What needs to be done: Exact copy, no pictures: return all the records as they stand.

Dataset entries

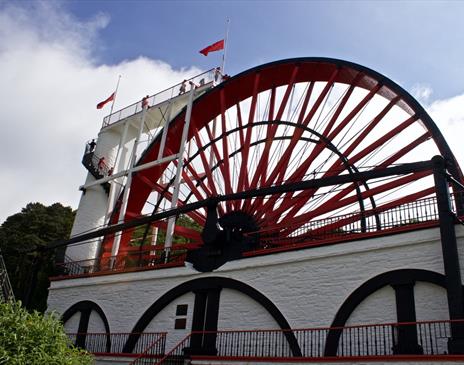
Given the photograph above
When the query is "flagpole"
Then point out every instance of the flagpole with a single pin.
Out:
(115, 93)
(225, 47)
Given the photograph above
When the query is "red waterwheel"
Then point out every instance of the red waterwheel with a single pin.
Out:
(290, 121)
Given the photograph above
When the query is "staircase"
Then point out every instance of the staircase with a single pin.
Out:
(97, 168)
(6, 291)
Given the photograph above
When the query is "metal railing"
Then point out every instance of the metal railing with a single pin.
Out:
(418, 214)
(158, 98)
(6, 291)
(96, 165)
(145, 257)
(115, 343)
(373, 220)
(425, 338)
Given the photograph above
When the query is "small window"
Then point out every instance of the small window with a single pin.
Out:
(181, 310)
(180, 324)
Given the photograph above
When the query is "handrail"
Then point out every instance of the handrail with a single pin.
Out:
(382, 340)
(141, 359)
(115, 343)
(158, 98)
(6, 290)
(410, 216)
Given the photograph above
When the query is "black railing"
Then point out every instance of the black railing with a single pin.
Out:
(417, 214)
(6, 291)
(114, 343)
(160, 97)
(427, 338)
(409, 214)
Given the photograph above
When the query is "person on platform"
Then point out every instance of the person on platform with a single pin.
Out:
(217, 75)
(92, 145)
(145, 102)
(183, 87)
(101, 163)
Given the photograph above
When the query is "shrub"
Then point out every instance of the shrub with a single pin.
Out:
(35, 339)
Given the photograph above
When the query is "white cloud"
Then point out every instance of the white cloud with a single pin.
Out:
(448, 114)
(50, 86)
(422, 92)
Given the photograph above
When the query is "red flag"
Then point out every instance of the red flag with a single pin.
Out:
(213, 47)
(102, 103)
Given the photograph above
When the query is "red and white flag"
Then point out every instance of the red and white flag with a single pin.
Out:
(213, 47)
(102, 103)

Solution for this task:
Given the photograph above
When the query is "flagpole"
Then point out every instance of the flagpole with a single pin.
Out:
(115, 93)
(225, 47)
Given the photograph above
When the query is "red waterwheel"
Then point out every instance of the red waterwheel with a single pin.
Out:
(290, 121)
Given the photograph above
When the query is "staircase"
Then point out every instance of the staircase with a single pin.
Out:
(97, 168)
(6, 291)
Given the photograph above
When the query is "metal railing"
Then point out every instance of the metal railing with a single pin.
Out:
(418, 214)
(158, 98)
(6, 291)
(96, 165)
(145, 257)
(115, 343)
(373, 220)
(425, 338)
Given the photograph above
When the query is "small window"
Then point out every instance of the small window with a single pin.
Out:
(181, 310)
(180, 324)
Given the photograph above
When the query is "handrail"
Then point out every instance of the handrail with a single pin.
Out:
(382, 340)
(141, 359)
(115, 343)
(158, 98)
(6, 290)
(410, 216)
Given the photograph above
When the query is "black railing"
Then point out every instance of the black railing with a single pin.
Out:
(417, 214)
(6, 291)
(114, 343)
(160, 97)
(427, 338)
(409, 214)
Given the photograph above
When the query is "person on platform"
Then point out every instance of the person on platform with a single pin.
Out:
(217, 75)
(92, 145)
(145, 102)
(183, 87)
(101, 163)
Given the photograph above
When the query is "shrub"
Then point out every instance of the shrub with a single pin.
Out:
(35, 339)
Given the photograph above
When the query is "white cloud"
Then point out every instance of the white cloud with a single pin.
Out:
(448, 114)
(50, 86)
(422, 92)
Given the photograph above
When the query is "red flag"
Then point out every instance of the red flag with a single pin.
Out:
(213, 47)
(102, 103)
Given the photograph above
When the query is "red and white flag"
Then point out every instance of the red and white flag with a single pin.
Out:
(213, 47)
(102, 103)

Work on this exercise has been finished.